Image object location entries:
• • • • •

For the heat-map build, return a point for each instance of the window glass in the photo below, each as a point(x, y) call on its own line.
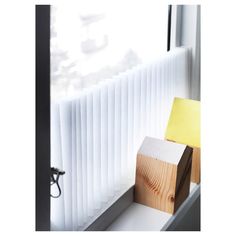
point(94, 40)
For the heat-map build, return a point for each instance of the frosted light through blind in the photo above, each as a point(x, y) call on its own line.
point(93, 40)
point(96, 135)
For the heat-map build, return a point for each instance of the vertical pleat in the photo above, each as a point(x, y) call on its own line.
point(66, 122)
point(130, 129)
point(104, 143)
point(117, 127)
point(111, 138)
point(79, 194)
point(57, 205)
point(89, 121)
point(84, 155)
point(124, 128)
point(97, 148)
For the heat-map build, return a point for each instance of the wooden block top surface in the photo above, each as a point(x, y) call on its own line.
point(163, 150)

• • • • •

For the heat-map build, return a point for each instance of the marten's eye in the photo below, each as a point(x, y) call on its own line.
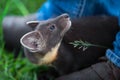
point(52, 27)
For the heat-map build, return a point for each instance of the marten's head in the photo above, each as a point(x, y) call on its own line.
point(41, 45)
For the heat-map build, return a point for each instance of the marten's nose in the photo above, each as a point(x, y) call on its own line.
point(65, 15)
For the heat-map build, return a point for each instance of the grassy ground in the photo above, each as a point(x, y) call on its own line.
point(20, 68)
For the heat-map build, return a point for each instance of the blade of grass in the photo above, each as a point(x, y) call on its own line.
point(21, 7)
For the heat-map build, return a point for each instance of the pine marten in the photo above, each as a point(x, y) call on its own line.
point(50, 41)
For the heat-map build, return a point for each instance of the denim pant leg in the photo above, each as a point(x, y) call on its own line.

• • • • •

### [TASK PROMPT]
Gather every line in the entries above that contains the string "below", and write each one out in full. Case counts.

### [ANSWER TO THIS EXERCISE]
For the heat-map build, return a point for each instance of the window glass in the photo below, each as a point(x, y) call on its own line.
For the heat-map build, return a point for each instance of the marten's eye in the photo below, each as a point(x, y) call on its own line.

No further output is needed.